──────── DATA ROWS

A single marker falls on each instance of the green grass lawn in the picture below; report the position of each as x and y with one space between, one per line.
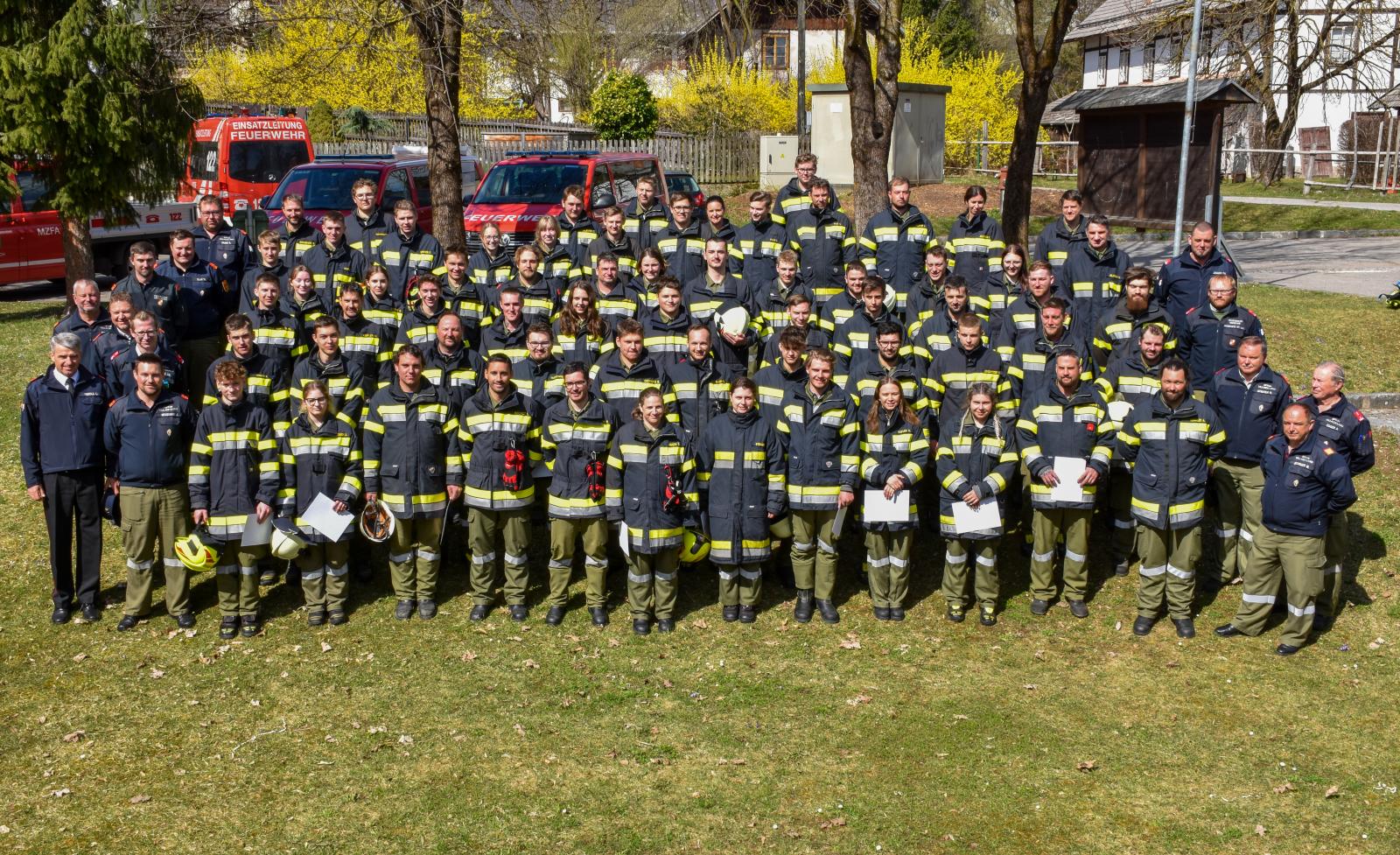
1040 735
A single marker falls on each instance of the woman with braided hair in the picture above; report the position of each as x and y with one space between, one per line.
973 466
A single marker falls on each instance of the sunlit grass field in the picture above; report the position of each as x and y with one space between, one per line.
1040 735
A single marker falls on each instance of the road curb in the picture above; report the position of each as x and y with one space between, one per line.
1283 235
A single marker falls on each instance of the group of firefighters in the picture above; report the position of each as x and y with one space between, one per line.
662 389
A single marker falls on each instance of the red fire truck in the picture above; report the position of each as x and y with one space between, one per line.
242 158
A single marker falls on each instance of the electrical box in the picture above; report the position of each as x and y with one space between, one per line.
916 140
776 156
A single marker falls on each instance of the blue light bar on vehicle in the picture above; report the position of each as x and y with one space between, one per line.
543 153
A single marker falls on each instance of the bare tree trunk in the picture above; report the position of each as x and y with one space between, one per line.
1038 62
438 25
77 251
872 102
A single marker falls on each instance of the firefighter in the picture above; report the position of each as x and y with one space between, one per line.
1138 306
275 331
576 228
956 369
626 371
795 193
363 340
1171 441
154 292
758 244
895 241
147 437
928 290
976 238
581 334
462 297
380 305
419 325
681 244
233 474
266 375
506 334
268 263
1094 273
492 263
973 465
146 339
615 241
742 479
574 438
893 457
406 252
646 213
321 457
1346 430
700 382
333 263
1250 399
825 240
1208 336
798 317
665 327
220 244
651 494
788 373
1068 418
541 304
60 448
497 439
88 319
1306 485
296 234
539 376
1183 282
1060 237
328 362
822 432
368 223
1133 376
450 366
1029 366
410 466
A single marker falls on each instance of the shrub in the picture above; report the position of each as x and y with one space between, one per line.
623 108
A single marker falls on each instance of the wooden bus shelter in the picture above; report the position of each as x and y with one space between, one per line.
1130 147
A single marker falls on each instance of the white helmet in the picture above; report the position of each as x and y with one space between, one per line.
286 541
732 320
377 522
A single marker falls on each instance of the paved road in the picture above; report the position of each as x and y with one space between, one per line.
1318 203
1362 266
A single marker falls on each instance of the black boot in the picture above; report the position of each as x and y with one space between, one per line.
802 610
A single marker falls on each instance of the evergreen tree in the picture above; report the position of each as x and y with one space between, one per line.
94 107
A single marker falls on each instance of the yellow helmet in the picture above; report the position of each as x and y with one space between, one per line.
695 548
196 550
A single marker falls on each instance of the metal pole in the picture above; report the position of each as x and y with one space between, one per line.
1186 128
802 74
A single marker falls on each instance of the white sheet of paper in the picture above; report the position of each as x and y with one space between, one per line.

────────────────

● TASK DIRECTIONS:
In your copy of the records, include no pictures; repeat everything else exactly.

● RESPONSE BELOW:
A single marker falls on each instance of the green grass lawn in the picture below; report the position of each as x and y with one space between, one per line.
1040 735
A single marker falls on each instance of the woman with braided hair in the picture above; report the position of each as x and y with one space between, one per line.
973 466
A single marker falls on each instance of the sunlit grass field in the picture above; report the position of each as x and y with one space between, one per line.
1040 735
A single marker falls on each instance of the road curb in the picture above; report the position of each as x and y with one space between, one per line.
1283 235
A single marker falls on each instance of the group of firefighters in the picture above; report the position of each as x and y with one space between, one per line.
662 389
A single marker falls on each instance of the red fire truck in the picture above; report the position of each as x and y with one space between, one per line.
242 158
A single marker falls on each instance of the electrical box in the picture above; report the position of each as x and y with one space between, one per line.
916 140
776 156
A single marker falls on each instance of the blue light bar on vehicle in the picture above; report the position of each as x and y with one space between, one per line.
543 153
A single marker falls on each instance of the bare tree trunk in the picture above; report the position of each as x and y with one space between, one per line.
1038 62
438 25
77 251
872 102
A single marker falls on each instance of the firefighter in the picture above; report the position of each as x and y with one space between, one per line.
1138 306
275 331
576 228
956 369
626 371
795 193
363 340
1171 441
154 292
758 244
895 241
147 437
928 290
976 238
581 334
462 297
380 305
419 325
681 244
233 474
266 375
506 334
268 263
1094 273
492 263
973 465
146 339
615 241
742 479
574 438
893 457
406 252
646 213
321 457
1346 430
700 382
333 263
1250 399
825 240
1208 336
798 317
665 327
220 244
651 494
788 373
1068 418
541 304
60 448
497 439
88 319
1306 485
296 234
539 376
1183 282
1060 237
328 362
822 432
368 223
1133 376
450 366
1029 366
410 466
A single marker falls on each instance of the shrub in the picture above; report the position of each as x and y with one space between, one per line.
623 108
A single marker falls on each instance of the wooden bus shelter in the picture above; report the position of each as x and y with one space between, one per line.
1130 147
A single marker falls on each instance of the white helmet in the picture above; report the position of each as x and y with one space between, one per line.
286 541
732 320
377 522
A single marker falls on each instance of the paved road in the picture above; report the position of each as x and y with one space between, one per line.
1318 203
1362 266
A single marker falls on each instance of the black boot in the picture above; report the position of each as x and y with one space between, one per line.
802 610
A single marker falls on each instance of the evergreen tree in the picture above; report the position of each as x and y with one space between, one per line.
94 107
A single marker falls on each instance of the yellow helmet in the picture above; report the position of each as x and y with one space between, one per line.
695 548
196 550
A single marker falls on each instance of the metal pole in the picture above; report the position of each as x and y with one space between, one per line.
1186 128
802 74
A single marker falls on each instance of the white sheet of paper in the picture above; report the position of each as x and y with one space between, one per line.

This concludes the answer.